DIRECTION
Output all records precisely as written.

SOURCE DATA
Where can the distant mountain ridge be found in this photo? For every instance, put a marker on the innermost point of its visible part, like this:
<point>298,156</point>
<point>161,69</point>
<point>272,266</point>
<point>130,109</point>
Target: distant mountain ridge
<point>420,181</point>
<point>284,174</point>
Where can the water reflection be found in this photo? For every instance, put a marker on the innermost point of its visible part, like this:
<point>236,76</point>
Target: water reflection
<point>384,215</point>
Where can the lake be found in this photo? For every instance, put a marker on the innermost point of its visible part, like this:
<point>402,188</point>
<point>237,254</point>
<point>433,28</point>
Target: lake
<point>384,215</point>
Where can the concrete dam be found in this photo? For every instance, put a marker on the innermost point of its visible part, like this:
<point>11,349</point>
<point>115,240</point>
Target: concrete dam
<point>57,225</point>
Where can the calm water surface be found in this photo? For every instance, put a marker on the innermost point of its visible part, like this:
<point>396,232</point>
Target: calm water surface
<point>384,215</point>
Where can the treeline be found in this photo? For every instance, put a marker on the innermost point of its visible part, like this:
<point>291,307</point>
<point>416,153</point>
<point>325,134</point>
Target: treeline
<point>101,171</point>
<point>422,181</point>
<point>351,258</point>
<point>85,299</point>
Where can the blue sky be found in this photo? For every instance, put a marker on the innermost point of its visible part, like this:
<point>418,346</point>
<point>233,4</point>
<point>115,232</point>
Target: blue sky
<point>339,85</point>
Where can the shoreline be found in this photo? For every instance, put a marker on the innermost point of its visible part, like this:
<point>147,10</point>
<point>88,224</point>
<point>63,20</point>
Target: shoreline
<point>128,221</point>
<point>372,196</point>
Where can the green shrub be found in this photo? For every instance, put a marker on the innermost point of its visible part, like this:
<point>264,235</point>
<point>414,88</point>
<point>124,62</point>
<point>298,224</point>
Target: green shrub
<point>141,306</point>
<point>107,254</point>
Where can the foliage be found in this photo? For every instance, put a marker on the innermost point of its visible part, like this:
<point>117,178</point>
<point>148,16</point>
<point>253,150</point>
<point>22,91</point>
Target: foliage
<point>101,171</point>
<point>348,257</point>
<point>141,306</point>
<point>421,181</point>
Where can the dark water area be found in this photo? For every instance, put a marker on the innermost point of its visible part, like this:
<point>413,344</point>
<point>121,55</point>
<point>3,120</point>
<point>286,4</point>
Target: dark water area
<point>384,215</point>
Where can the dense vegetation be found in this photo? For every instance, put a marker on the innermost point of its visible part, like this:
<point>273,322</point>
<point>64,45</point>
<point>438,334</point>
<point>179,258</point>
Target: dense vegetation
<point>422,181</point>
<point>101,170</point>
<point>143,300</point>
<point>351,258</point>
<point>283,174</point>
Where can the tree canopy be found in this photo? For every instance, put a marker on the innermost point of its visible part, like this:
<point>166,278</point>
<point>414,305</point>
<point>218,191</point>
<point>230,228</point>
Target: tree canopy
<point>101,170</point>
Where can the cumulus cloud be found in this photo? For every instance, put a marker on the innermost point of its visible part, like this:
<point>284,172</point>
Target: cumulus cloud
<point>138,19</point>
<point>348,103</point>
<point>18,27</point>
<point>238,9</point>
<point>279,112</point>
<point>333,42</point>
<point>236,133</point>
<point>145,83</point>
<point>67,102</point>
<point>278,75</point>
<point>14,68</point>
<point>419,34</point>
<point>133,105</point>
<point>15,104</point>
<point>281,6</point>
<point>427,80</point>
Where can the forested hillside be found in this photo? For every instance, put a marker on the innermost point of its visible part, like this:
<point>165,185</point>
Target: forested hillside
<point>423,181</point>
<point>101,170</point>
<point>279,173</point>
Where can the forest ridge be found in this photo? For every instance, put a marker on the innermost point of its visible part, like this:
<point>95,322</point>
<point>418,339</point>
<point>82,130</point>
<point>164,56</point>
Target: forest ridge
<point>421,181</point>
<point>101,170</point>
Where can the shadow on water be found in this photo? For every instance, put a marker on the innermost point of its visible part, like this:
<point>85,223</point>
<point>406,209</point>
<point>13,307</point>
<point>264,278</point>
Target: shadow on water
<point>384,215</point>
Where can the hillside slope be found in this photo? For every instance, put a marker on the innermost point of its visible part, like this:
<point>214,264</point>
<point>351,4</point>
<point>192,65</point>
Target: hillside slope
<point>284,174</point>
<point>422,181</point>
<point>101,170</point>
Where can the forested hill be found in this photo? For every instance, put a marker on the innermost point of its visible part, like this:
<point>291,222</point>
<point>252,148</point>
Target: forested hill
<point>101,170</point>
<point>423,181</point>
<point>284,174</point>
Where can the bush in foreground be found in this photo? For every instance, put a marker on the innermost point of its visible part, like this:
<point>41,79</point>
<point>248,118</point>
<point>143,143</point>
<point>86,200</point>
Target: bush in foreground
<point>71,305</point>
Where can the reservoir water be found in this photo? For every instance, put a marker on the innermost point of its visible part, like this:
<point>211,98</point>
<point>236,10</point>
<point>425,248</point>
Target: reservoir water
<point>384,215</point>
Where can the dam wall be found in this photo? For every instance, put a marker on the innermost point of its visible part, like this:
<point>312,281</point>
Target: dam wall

ANSWER TO THIS PROBLEM
Where can the distant mountain ridge be found in this photo? For every instance, put a marker on the innermost point of its visible part, like this:
<point>298,156</point>
<point>161,69</point>
<point>272,266</point>
<point>130,109</point>
Target: distant mountain ridge
<point>420,181</point>
<point>284,174</point>
Where can the water reflection be found in this photo? For every instance, put a marker on the innermost point of its visible part, like this:
<point>236,76</point>
Target: water reflection
<point>384,215</point>
Where can the lake be found in this photo? For every instance, put a marker on the innermost point of its visible part, like this:
<point>402,188</point>
<point>237,254</point>
<point>433,28</point>
Target: lake
<point>384,215</point>
Where can the concrete dam be found in this photo? For every instance, put a marker on the innermost point of its visible part, like this:
<point>11,349</point>
<point>115,240</point>
Target: concrete dam
<point>57,225</point>
Where can the calm water surface be found in this photo? For every instance, put a marker on the innermost point of its visible part, like this:
<point>396,232</point>
Target: calm water surface
<point>384,215</point>
Where can the treeline be found in this photo? For every instance, put a marker on the innermost point of its visible part, like this:
<point>291,307</point>
<point>416,153</point>
<point>325,134</point>
Target: treeline
<point>101,171</point>
<point>422,181</point>
<point>351,258</point>
<point>85,299</point>
Where can the blue sky be found in this photo? For every instance, put a marker on the innermost point of its visible part, like this:
<point>418,346</point>
<point>233,4</point>
<point>115,232</point>
Target: blue sky
<point>339,85</point>
Where can the shoreline be found in this photo? For every instance, put a marker on the innermost point of its visible part, like this:
<point>147,10</point>
<point>88,224</point>
<point>63,20</point>
Target: shoreline
<point>128,221</point>
<point>372,196</point>
Where can the green shrub be found in this photo? For every instance, put a marker on the innermost point of its visible part, like this:
<point>264,235</point>
<point>414,88</point>
<point>124,62</point>
<point>298,224</point>
Target: green shrub
<point>141,306</point>
<point>107,254</point>
Where can the foliage be found in this photo? For every instance, put a marker on the innermost point of its visible part, like this:
<point>117,178</point>
<point>148,16</point>
<point>253,150</point>
<point>22,91</point>
Target: foliage
<point>101,171</point>
<point>348,257</point>
<point>141,306</point>
<point>421,181</point>
Where can the dark water area be found in this photo? For every instance, put a marker on the innermost point of its visible part, like this:
<point>413,344</point>
<point>121,55</point>
<point>3,120</point>
<point>286,4</point>
Target: dark water area
<point>384,215</point>
Where can the dense vegetation be found in this photo? For every instance, put a marker on the innermost point of its visible part, like this:
<point>273,322</point>
<point>64,45</point>
<point>438,334</point>
<point>179,258</point>
Target: dense vegetation
<point>422,181</point>
<point>101,170</point>
<point>143,300</point>
<point>351,258</point>
<point>283,174</point>
Where can the tree canopy be found in this photo? For every instance, put a marker on the innermost point of its visible part, like this:
<point>166,278</point>
<point>414,305</point>
<point>218,191</point>
<point>230,228</point>
Target: tree canopy
<point>101,170</point>
Where can the cumulus cloud be found in this photo? For every instance, put a marker on the innermost point of its visible part, like this:
<point>284,172</point>
Target: cumulus cloud
<point>138,19</point>
<point>348,103</point>
<point>18,27</point>
<point>238,9</point>
<point>279,112</point>
<point>333,42</point>
<point>236,133</point>
<point>145,83</point>
<point>67,102</point>
<point>278,75</point>
<point>14,68</point>
<point>419,34</point>
<point>133,105</point>
<point>15,104</point>
<point>281,6</point>
<point>427,80</point>
Where can the forested hillside be found in this photo? For every instance, put a marker on the innermost point of its visible part, like this:
<point>165,185</point>
Target: forested hillside
<point>423,181</point>
<point>101,170</point>
<point>279,173</point>
Where can the forest ridge be found in this photo? For every instance, put a marker on the innermost point of its visible part, like this:
<point>95,322</point>
<point>418,339</point>
<point>82,130</point>
<point>164,56</point>
Target: forest ridge
<point>421,181</point>
<point>101,170</point>
Where can the shadow on water be found in this photo? For every instance, put a marker on the innermost point of its visible part, like this:
<point>85,223</point>
<point>406,209</point>
<point>13,307</point>
<point>264,278</point>
Target: shadow on water
<point>384,215</point>
Where can the hillside slope be found in this photo? For every instance, put a marker on the innermost point of its visible part, like this:
<point>214,264</point>
<point>351,4</point>
<point>192,65</point>
Target: hillside slope
<point>284,174</point>
<point>422,181</point>
<point>101,170</point>
Where can the forested hill be found in this photo? For every instance, put a marker on the innermost point of its visible part, like this:
<point>291,222</point>
<point>252,148</point>
Target: forested hill
<point>101,170</point>
<point>423,181</point>
<point>284,174</point>
Where can the bush in foreground be found in this photo? For every instance, put a marker on the innermost point of its visible part, like this:
<point>41,79</point>
<point>248,118</point>
<point>143,143</point>
<point>86,200</point>
Target: bush in foreground
<point>71,305</point>
Where can the reservoir water be found in this photo? For every instance, put a marker on the innermost point of its visible part, like this:
<point>211,98</point>
<point>236,10</point>
<point>425,248</point>
Target: reservoir water
<point>384,215</point>
Where can the dam wall be found in this photo? For every instance, put a marker on the innermost point of its visible part, like this:
<point>312,281</point>
Target: dam wall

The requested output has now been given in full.